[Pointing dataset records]
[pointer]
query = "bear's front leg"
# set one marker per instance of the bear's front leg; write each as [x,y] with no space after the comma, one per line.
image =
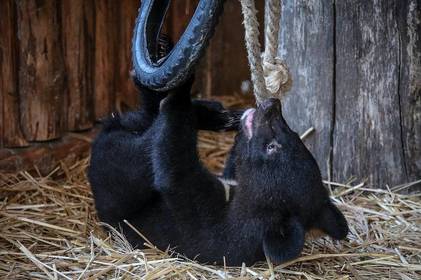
[188,188]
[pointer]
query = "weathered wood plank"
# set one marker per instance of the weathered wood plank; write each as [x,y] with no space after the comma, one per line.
[126,93]
[307,47]
[78,20]
[41,69]
[368,132]
[10,132]
[409,25]
[106,27]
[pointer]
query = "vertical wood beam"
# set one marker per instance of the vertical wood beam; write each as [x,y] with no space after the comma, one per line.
[408,13]
[105,56]
[368,132]
[307,47]
[78,21]
[41,69]
[10,132]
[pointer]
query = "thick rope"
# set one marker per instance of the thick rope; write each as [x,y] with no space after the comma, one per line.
[251,26]
[267,77]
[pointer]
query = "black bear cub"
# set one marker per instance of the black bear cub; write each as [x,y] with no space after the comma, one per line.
[145,168]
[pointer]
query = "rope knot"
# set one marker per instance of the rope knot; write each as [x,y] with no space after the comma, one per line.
[276,76]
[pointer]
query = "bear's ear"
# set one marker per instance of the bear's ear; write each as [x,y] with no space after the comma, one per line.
[332,222]
[279,247]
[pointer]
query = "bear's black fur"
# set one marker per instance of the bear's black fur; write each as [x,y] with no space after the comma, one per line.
[145,168]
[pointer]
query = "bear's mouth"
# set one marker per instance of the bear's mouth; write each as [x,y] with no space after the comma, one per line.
[247,121]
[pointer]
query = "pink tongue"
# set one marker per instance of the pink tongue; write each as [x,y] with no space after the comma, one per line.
[248,123]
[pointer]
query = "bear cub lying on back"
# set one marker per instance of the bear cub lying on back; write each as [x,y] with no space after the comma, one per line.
[145,168]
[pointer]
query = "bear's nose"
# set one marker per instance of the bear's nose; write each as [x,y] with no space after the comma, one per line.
[271,104]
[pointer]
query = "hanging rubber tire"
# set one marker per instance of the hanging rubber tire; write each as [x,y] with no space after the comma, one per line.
[173,69]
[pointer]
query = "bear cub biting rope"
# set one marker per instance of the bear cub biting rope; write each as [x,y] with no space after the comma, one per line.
[145,168]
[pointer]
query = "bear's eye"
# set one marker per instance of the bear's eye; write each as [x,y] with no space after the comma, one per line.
[272,147]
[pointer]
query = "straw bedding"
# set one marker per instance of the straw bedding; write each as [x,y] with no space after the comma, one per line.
[49,230]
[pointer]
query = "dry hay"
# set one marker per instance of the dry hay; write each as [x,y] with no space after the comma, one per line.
[48,230]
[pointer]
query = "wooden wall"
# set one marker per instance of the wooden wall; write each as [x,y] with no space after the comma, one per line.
[66,65]
[356,79]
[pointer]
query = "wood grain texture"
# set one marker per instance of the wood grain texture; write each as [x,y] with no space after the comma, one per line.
[307,47]
[78,22]
[126,93]
[41,69]
[409,26]
[368,132]
[106,27]
[10,132]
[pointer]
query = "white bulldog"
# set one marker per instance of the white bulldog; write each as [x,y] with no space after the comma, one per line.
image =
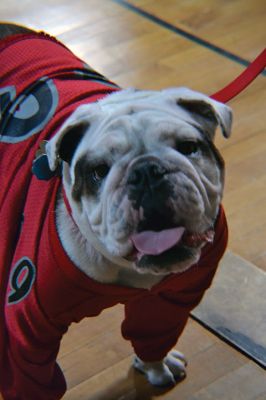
[144,182]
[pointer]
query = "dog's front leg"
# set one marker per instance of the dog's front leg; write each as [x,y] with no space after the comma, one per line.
[165,372]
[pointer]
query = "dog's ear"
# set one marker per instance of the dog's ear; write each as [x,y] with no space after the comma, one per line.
[206,110]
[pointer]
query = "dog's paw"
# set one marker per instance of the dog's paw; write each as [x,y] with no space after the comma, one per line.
[165,372]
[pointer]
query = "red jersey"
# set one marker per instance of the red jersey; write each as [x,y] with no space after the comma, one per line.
[41,291]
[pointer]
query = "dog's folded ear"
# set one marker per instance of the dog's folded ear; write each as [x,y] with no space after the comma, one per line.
[207,111]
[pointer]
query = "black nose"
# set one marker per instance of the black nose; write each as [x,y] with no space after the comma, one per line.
[146,174]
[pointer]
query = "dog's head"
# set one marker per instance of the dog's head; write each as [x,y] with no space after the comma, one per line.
[143,176]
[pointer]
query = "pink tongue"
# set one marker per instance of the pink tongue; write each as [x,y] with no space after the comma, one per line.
[154,243]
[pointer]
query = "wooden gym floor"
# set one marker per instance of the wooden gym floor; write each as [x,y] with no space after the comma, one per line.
[202,44]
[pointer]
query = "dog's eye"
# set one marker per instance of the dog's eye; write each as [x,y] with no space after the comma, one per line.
[187,148]
[100,172]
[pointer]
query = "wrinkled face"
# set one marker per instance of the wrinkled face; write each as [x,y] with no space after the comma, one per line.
[148,181]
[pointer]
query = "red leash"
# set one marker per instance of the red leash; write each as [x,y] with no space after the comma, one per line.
[243,80]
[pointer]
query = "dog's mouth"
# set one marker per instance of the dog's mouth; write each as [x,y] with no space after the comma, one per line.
[174,241]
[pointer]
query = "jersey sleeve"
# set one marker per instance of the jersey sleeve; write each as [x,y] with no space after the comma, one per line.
[154,322]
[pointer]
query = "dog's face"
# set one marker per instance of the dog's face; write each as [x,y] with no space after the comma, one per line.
[143,175]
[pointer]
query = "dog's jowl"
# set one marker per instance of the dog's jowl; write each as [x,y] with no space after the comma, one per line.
[120,195]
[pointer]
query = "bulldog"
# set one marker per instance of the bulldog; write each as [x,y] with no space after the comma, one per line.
[108,196]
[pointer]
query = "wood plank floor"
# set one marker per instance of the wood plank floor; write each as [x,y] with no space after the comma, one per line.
[133,50]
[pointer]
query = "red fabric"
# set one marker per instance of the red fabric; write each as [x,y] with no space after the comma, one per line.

*PROBLEM TO SOLVE:* Repeat the data exactly, excluding the pictures.

*ANSWER TO THE EXERCISE:*
[pointer]
query = "bear's front leg"
# set one marker per instance of the bear's front leg; write each as [x,y] with no space after the comma, one per line.
image =
[188,188]
[pointer]
query = "weathered wood plank"
# set one marker per instance of the weathered wood plank; write each as [x,y] with no space after the comma, one per line.
[126,93]
[307,47]
[78,20]
[41,69]
[368,132]
[10,132]
[409,25]
[106,27]
[pointer]
query = "vertical wood beam"
# set one marker per instance of the vertical wood beam; write each as [x,y] with no space after the comma, one per line.
[408,13]
[105,56]
[368,132]
[307,47]
[78,21]
[41,69]
[10,132]
[pointer]
query = "thick rope"
# set one marker per instance of the thick rope; write each as [x,y] with no space after the comma, one per line.
[251,26]
[267,77]
[pointer]
query = "black bear cub"
# set one marker per instance of the black bear cub; write each as [x,y] with no space after the comma, one per line.
[145,168]
[pointer]
query = "rope knot"
# set one marker per instance of the rope knot; write each as [x,y] with no space after the comma, one per line.
[276,76]
[pointer]
query = "bear's ear"
# set one marker per instance of the bear's ear; write each as [x,y] with no space after the comma, one per line.
[332,222]
[279,247]
[pointer]
query = "bear's black fur"
# set one marker per instance of the bear's black fur; write each as [x,y] with no space after the comma, one per line.
[145,168]
[pointer]
query = "bear's mouth"
# set one marker per instance of the bear's mouth; write each as [x,y] with no space after the comma, one per line.
[247,121]
[pointer]
query = "pink tongue"
# set one marker per instance of the pink tongue; write each as [x,y] with no space after the comma, one per line.
[248,123]
[pointer]
query = "bear cub lying on back"
# set one marker per instance of the bear cub lying on back; write each as [x,y] with no space after the comma, one per line.
[145,168]
[pointer]
query = "bear's nose"
# set one marker per instance of the bear's nose; write each as [x,y] with no space after the comma, one per line.
[271,104]
[pointer]
query = "hanging rubber tire"
# set one marker per instance of the hanging rubber tire; write each as [x,y] with no space after the comma, one per line.
[173,69]
[pointer]
query = "bear cub biting rope"
# set one marker per instance of the bear cub biting rope; write each as [x,y] with no space after the comma, one per line.
[145,168]
[pointer]
query = "bear's eye"
# set one marker per instance of the bear's eye; write each as [x,y] with no space after the comma, one per line.
[272,147]
[pointer]
query = "straw bedding"
# set one marker per instance of the straw bedding; write each as [x,y] with no space after the comma, one per line.
[49,230]
[pointer]
query = "dry hay"
# set one marker per instance of the dry hay; write each as [x,y] with no space after the comma, one per line.
[48,230]
[pointer]
query = "wooden wall"
# set one marker per instance of the wooden wall; write each as [x,y] with no space after the comma, one per line.
[66,65]
[356,79]
[pointer]
query = "wood grain texture"
# set one marker per instance of the wood grain texture; write each as [x,y] with no space after the comma, one per line.
[307,47]
[78,22]
[126,93]
[41,69]
[409,26]
[368,132]
[106,27]
[10,132]
[pointer]
query = "white bulldog"
# set one marker per instance of the white bulldog; write each as [x,y] with no space after the comma, one per line.
image =
[144,182]
[pointer]
query = "dog's front leg"
# set one marker per instance of the dog's front leg; write each as [x,y] with no space after the comma, one per line.
[165,372]
[pointer]
query = "dog's ear"
# set one marker per instance of the dog's ear; write each as [x,y] with no space after the comma, one per line.
[206,110]
[pointer]
query = "dog's paw"
# set one marker per instance of the dog's paw; write each as [x,y] with no space after the comma, one per line.
[165,372]
[pointer]
query = "red jersey"
# set one marker per instance of the red jersey; write each as [x,y] with no space after the comma, one per line.
[41,291]
[pointer]
query = "dog's folded ear"
# set one marker per instance of the dog's folded ear; write each as [x,y] with no space after the comma, one per line.
[207,111]
[pointer]
query = "black nose"
# set one marker per instance of the black nose; write each as [x,y] with no space after the comma, one per line.
[146,174]
[pointer]
query = "dog's head"
# set one marker per instance of the dog's head; write each as [x,y] with no space after the comma, one per line.
[143,176]
[pointer]
query = "pink tongue"
# set one marker per instance of the pink tongue; write each as [x,y] with no space after the comma, one per line.
[154,243]
[pointer]
query = "wooden gym floor"
# set one marker per instance of the wooden gym floor; write each as [x,y] with no space after the comma, one per line.
[202,44]
[pointer]
query = "dog's eye"
# set one marker per instance of the dog's eye; write each as [x,y] with no space after the comma, one per line.
[187,148]
[100,172]
[pointer]
query = "wrinkled face"
# set one marker per instance of the wrinkled face; write each as [x,y] with no space after the comma, one per line.
[148,181]
[pointer]
query = "red leash"
# set one marker per instance of the red leash; write each as [x,y] with no space after the comma, one per line.
[243,80]
[pointer]
query = "dog's mouth"
# set one marker per instance of the dog's mouth; write each as [x,y] with no space after the comma, one per line.
[174,241]
[pointer]
query = "jersey sleeve"
# set one marker per instance of the jersey sleeve; write each as [x,y] with no space after the comma, one per line.
[154,322]
[pointer]
query = "dog's face"
# set one marker per instance of the dog's face; write each as [x,y] with no space after the comma, one per line.
[143,175]
[pointer]
query = "dog's jowl"
# set one marker per instance of the dog's jowl; write each as [x,y] with no space after the comma, one per line.
[120,195]
[pointer]
query = "bulldog"
# set one marker per instance of the bulldog; write each as [x,y] with no space after the comma, one per line.
[108,196]
[pointer]
query = "wood plank floor"
# set one marker per instance of the wood plank floor; write each as [x,y] with no space after the comma, one per line.
[133,50]
[pointer]
query = "red fabric"
# set one marker per instance of the red fabric; write each as [x,y] with no space after the comma, one per line.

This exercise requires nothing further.